| Exercise set |
[1] Using the passage on the American Conservation Coalition, answer these questions:
(a) In which city was the organization founded?
(b) How many members did it claim to have in 2024?
(c) Which event did it sponsor in 2024?
[2] Continue the passage on the American Conservation Coalition from the point where it stops.

Nonprofit environmental advocacy organization

The American Conservation Coalition (ACC) is a 501(c)(3) environmental conservative nonprofit founded in 2017.

== History ==
ACC was founded in Appleton, Wisconsin, in 2017 by a group of young conservatives with the goal of adding conservative voices to environmental conversations.

ACC's founder was Benji Backer, who stepped down down as president of the organization, transitioning into a chairmanship role in 2023. Danielle Franz is the current CEO of the ACC. Other key figures include Chris Barnard as president and Stephen Perkins as COO.

In 2021, ACC had 5,000 members. ACC claimed to have 60,000 members in 2024 and 100,000 members in 2025.

ACC maintains links with senior members of the second Trump administration such as Secretary of Energy Chris Wright, Secretary of the Interior Doug Burgum and Administrator of the EPA Lee Zeldin. In 2024, it sponsored the Republican National Convention. It also hosted climate town halls with candidates in the 2024 Republican Party presidential primaries.

| Given entries |
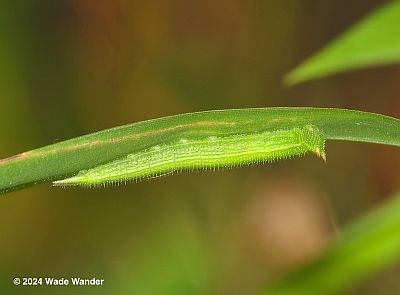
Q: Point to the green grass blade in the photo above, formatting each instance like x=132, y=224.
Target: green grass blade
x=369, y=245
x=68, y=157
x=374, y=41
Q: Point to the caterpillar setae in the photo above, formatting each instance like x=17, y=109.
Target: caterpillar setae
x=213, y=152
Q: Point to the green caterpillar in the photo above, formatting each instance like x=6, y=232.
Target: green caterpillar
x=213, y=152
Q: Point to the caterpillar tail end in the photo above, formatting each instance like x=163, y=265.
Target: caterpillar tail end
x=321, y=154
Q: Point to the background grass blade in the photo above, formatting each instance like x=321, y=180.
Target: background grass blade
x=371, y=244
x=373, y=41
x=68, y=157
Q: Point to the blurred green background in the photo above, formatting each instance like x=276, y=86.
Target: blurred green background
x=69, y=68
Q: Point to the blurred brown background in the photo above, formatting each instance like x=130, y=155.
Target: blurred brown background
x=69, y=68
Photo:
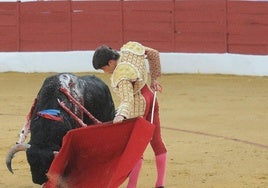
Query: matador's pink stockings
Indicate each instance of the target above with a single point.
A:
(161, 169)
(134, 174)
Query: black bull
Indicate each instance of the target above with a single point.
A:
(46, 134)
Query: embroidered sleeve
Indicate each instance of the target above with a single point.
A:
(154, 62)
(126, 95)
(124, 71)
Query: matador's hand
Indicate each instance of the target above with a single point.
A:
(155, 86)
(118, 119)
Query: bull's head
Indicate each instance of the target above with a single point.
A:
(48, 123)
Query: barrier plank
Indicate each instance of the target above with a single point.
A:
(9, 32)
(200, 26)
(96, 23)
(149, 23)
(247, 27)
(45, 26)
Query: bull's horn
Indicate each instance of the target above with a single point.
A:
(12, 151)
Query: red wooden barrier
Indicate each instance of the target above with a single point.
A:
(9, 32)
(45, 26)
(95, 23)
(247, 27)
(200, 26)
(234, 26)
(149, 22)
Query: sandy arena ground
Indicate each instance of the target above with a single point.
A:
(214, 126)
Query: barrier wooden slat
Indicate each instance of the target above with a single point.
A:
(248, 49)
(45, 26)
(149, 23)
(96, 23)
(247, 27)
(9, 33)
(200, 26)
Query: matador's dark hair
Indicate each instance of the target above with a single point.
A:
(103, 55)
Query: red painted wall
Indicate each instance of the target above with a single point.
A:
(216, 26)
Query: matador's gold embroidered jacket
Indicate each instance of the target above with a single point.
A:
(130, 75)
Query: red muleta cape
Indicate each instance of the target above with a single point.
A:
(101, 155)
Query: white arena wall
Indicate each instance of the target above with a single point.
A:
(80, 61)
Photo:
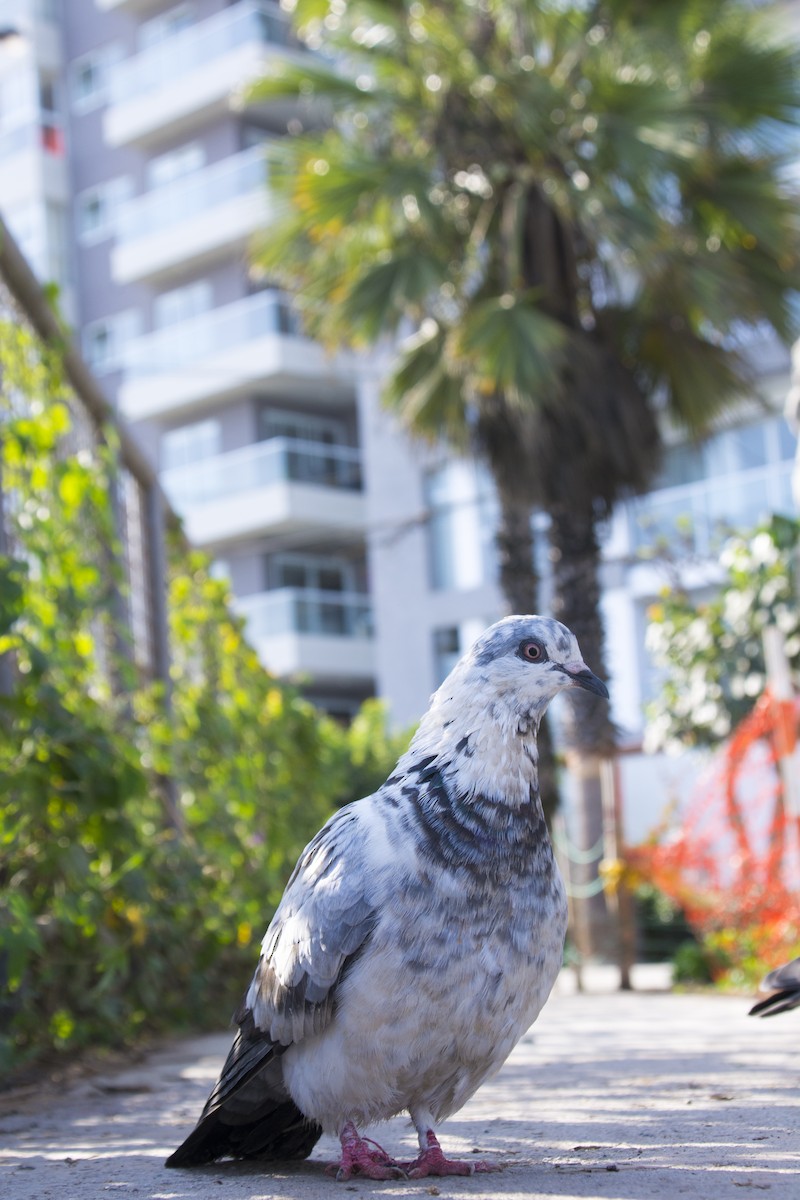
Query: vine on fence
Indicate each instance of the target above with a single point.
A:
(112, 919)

...

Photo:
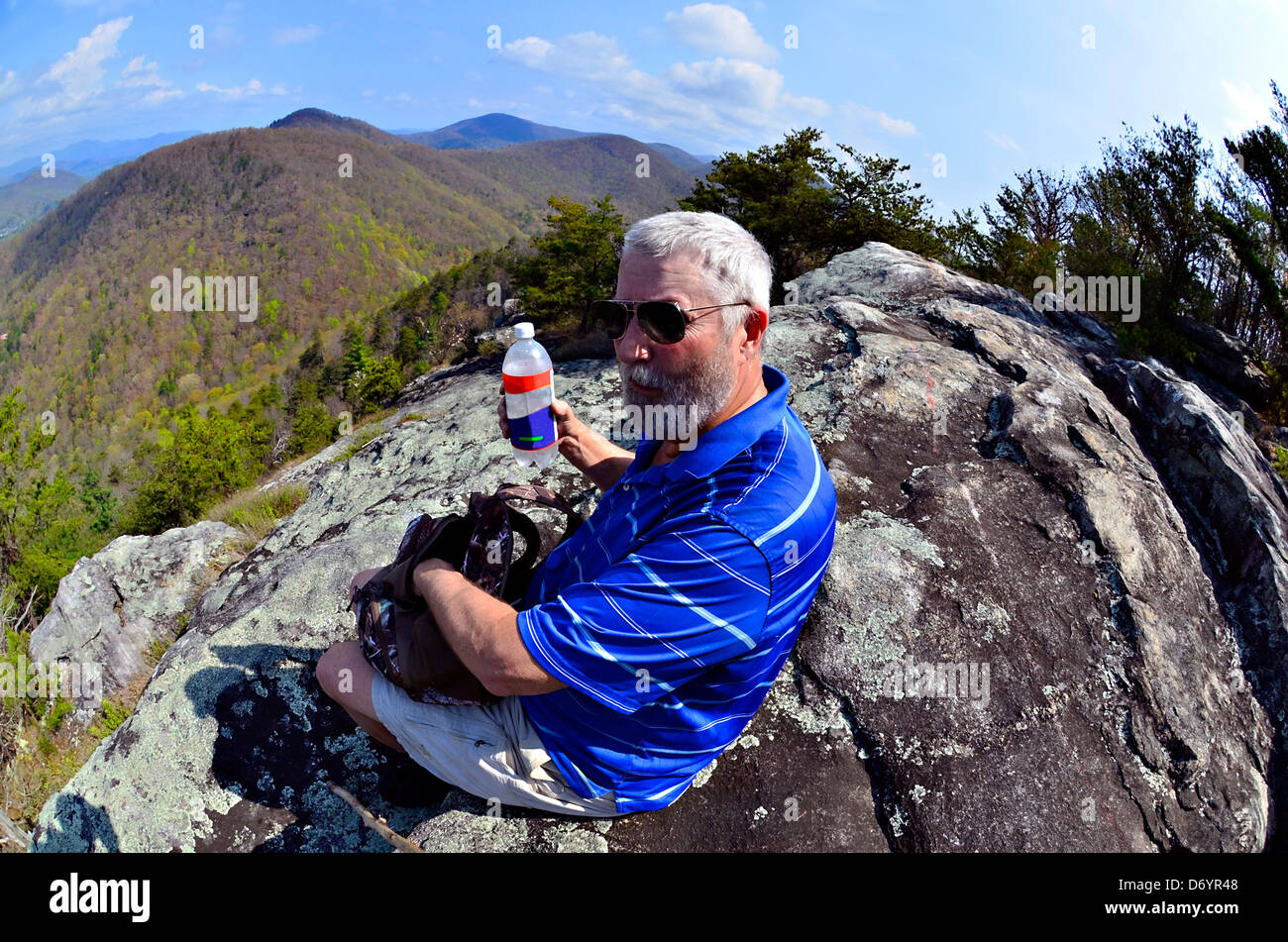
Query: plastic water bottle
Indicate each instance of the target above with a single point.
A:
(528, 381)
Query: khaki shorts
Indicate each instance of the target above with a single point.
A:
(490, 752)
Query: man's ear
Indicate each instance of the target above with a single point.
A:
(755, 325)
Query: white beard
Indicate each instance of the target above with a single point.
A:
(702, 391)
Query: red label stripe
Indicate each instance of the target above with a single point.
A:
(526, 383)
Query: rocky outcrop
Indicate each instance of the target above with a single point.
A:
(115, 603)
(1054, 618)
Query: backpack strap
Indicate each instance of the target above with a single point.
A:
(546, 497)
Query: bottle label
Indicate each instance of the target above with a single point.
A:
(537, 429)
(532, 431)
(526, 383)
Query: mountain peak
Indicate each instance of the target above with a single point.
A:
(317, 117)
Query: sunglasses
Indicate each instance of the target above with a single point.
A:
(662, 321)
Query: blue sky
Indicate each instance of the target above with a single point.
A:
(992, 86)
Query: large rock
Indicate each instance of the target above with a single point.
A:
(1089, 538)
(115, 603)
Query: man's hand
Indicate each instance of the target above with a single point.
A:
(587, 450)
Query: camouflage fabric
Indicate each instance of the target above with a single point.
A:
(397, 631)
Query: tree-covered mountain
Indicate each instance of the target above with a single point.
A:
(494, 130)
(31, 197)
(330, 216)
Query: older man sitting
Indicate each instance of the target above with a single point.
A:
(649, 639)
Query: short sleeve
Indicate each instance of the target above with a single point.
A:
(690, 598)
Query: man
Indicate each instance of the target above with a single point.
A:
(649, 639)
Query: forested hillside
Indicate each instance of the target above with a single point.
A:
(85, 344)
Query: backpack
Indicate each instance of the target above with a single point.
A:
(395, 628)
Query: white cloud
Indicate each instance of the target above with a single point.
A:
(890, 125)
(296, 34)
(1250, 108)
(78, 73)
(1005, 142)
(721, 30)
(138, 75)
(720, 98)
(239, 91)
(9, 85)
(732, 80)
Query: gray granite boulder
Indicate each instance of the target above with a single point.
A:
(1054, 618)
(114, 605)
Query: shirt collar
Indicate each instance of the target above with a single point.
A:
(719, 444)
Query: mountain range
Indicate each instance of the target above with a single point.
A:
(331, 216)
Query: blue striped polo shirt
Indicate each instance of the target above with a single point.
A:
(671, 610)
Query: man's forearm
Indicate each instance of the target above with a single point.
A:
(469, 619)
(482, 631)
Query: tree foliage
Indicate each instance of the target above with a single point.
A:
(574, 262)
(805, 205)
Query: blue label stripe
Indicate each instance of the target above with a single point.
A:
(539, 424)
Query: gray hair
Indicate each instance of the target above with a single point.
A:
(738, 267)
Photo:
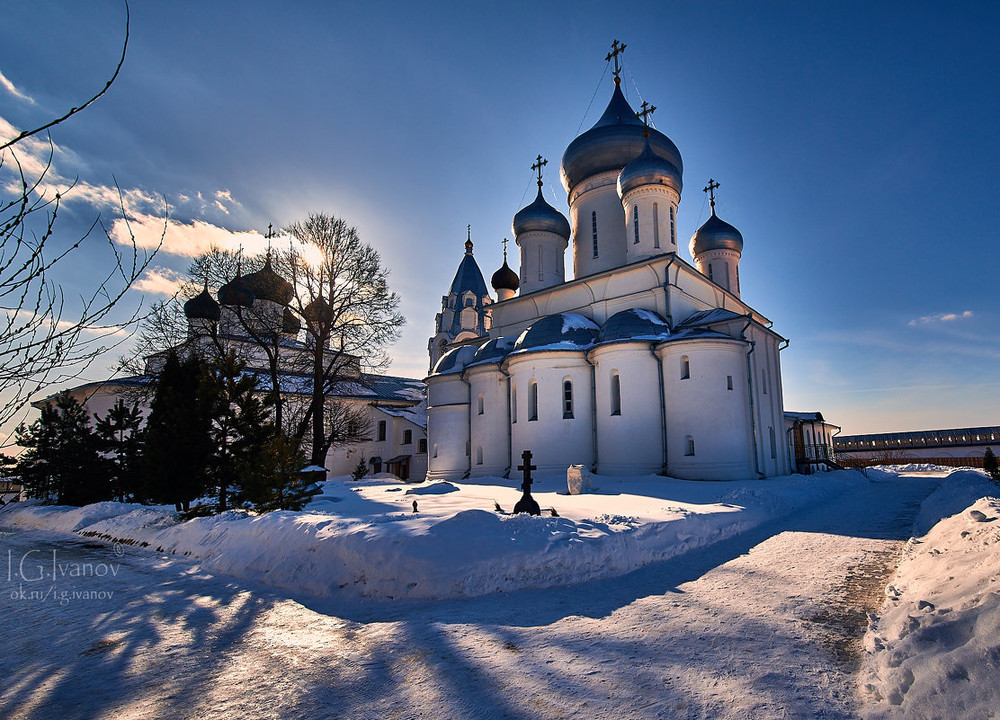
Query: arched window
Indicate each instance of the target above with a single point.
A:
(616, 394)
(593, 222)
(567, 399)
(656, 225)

| Responses in order |
[1]
(a) Appleton, Wisconsin
(b) 60,000
(c) The Republican National Convention

[2]
ACC has a political action committee, known as ACC Action.

== Activities and positions ==
ACC supports environmental policies based on conservative principles. ACC advocates for conservation and free-market environmental policies. ACC supports the development and deployment of nuclear energy, renewable energy, biomass, geothermal energy, hydroelectric power; the ACC also supports the use of natural gas as a relatively low-carbon fuel during a transition phase away from higher carbon sources. In 2022, ACC released The Climate Commitment. ACC supports the building of data centers on brownfield and Superfund sites and companies cleaning and redeveloping the land in exchange.